** Opening Document excerpt block **

Pandemic Playlist: Sad Girls Dance Too
Mitski, by Bao Ngo

Mitski, by Bao Ngo

This week’s Pandemic Playlist is for those unafraid to dance with tears in their eyes.

I have always been a fan of dancing my way through sadness. There’s catharsis in crying, sure, but there’s even more in crying while dancing. It’s a complete expulsion. This week’s playlist brings you both. 

In early April, Johnny Jewel of Chromatics and Glass Candy released a remix of Angel Olsen’s song “All Mirrors.” “All Mirrors” is the title track on Olsen’s incredibly sad, inward-facing 2019 album, and the song depicts the dizziness of reflecting ourselves back to each other constantly, with slow and winding instrumentals underneath the lyrics. The remix reimagines this song as a dance track, one where the lyrics still hold the same weight as before, but the music beneath transforms the song’s purpose. This song was the inspiration for the playlist, and I set out to find my favorite sad girl bops. 

This playlist is meant to be shuffled, as I think playlists built explicitly for dancing require a level of spontaneity. The playlist is mostly women, but all capture what I believe to be a sad girl energy. The sadness is across the board, whether it be loneliness, breakups, aging, or a general malaise to life itself. 

I started by combing through my favorite current indie sad girls, seeking their most danceable tracks. Some of the tracks I included here were Courtney Barnett’s “Pedestrian at Best,” Lucy Dacus’ cover of “Dancing in the Dark,” and Phoebe Bridgers’ recent single “Kyoto.” The most obvious choice, however, was Mitski’s “Nobody.” The song opens, “My god, I’m so lonely / So I open the window / To hear sounds of people,” which strikes a particularly raw chord right now. It’s a song about wanting to feel alright in small reprieves, in the comfort of someone else, despite recognizing all the ways we know nobody’s coming to save us. The chorus is Mitski singing the word “Nobody” over and over while a dance beat catapults listeners into a seeming delirium where we dance to our own loneliness.

** Closing Document excerpt block **
** Opening Dataset extract block **

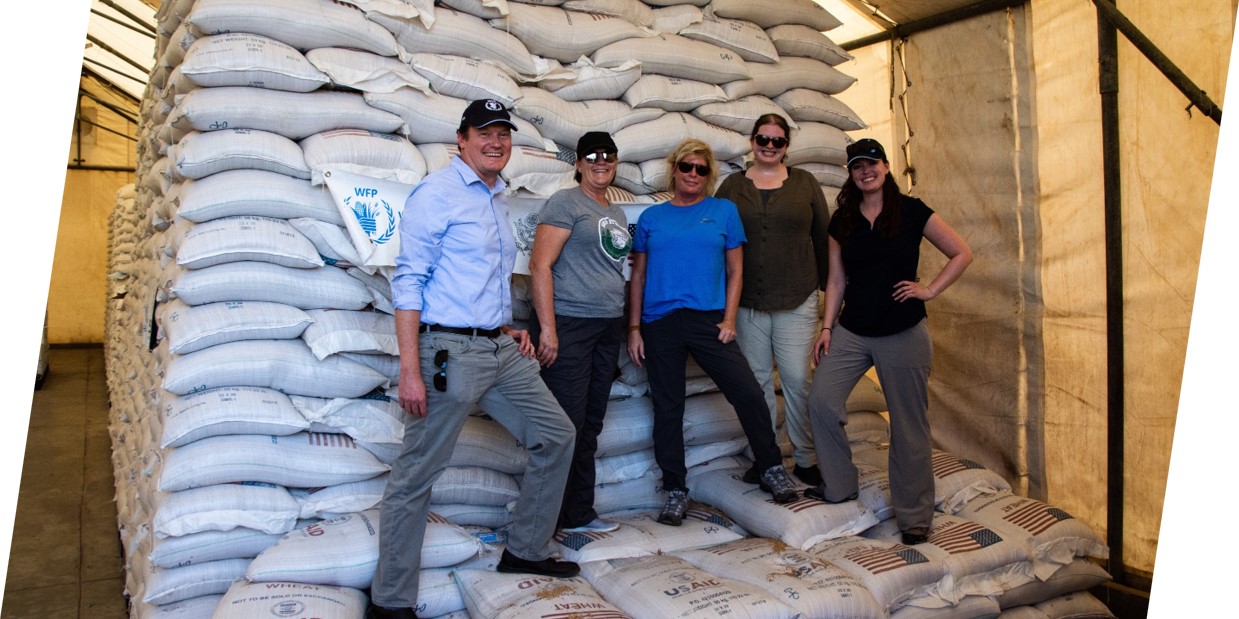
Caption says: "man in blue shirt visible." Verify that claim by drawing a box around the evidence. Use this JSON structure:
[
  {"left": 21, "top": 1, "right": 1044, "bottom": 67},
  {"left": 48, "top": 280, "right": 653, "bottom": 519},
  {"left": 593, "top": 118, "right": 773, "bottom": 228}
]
[{"left": 366, "top": 99, "right": 580, "bottom": 619}]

** Closing Dataset extract block **

Problem details :: Quote the Pandemic Playlist piece word for word, covering the stretch from "I have always" through "brings you both.".

Result below ::
I have always been a fan of dancing my way through sadness. There’s catharsis in crying, sure, but there’s even more in crying while dancing. It’s a complete expulsion. This week’s playlist brings you both.